[Auszüge aus einem Datensatz zur Ortsannotation]
# # # #

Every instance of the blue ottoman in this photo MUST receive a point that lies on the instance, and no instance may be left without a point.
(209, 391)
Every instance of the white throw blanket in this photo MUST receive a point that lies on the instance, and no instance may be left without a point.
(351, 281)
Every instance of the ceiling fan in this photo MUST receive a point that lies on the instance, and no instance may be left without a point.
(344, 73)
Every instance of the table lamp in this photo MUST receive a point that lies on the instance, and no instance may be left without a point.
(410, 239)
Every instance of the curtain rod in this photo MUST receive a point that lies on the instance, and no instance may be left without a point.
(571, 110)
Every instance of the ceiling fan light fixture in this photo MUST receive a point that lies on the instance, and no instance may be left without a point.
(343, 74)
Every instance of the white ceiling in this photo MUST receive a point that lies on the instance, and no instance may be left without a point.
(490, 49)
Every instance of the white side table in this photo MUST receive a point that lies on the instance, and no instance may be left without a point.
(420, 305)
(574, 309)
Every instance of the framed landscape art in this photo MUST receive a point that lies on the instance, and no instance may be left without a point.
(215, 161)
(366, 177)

# # # #

» **Aufgabenbeschreibung**
Wie lautet das gesamte Material oben, wenn du jedes „MUST“ in „SHOULD“ änderst und alles andere unverändert lässt?

» **Antwort**
Every instance of the blue ottoman in this photo SHOULD receive a point that lies on the instance, and no instance may be left without a point.
(209, 391)
Every instance of the white throw blanket in this photo SHOULD receive a point that lies on the instance, and no instance may be left without a point.
(351, 281)
Every instance of the ceiling fan in this photo SHOULD receive a point that lies on the instance, and no instance may be left without a point.
(344, 73)
Every instance of the table lamp in this photo SHOULD receive a point that lies on the instance, and no instance may be left without a point.
(410, 239)
Every instance of the curtain rod in this photo SHOULD receive a point that lies on the instance, and no instance may be left without a point.
(571, 110)
Every instance of the ceiling fan light fixture in this photo SHOULD receive a point that lies on the instance, and no instance may be left without a point.
(343, 74)
Every instance of the white ceiling in this photo SHOULD receive a point that lies on the instance, and no instance may be left without a point.
(490, 49)
Every instance of the white side table in this photo SHOULD receive a point that lies on the instance, and no instance may be left without a point.
(420, 305)
(574, 309)
Every instance of the framed landscape art in this photo SHOULD receive a point that lies on the instance, and no instance may be left without a point.
(215, 161)
(366, 177)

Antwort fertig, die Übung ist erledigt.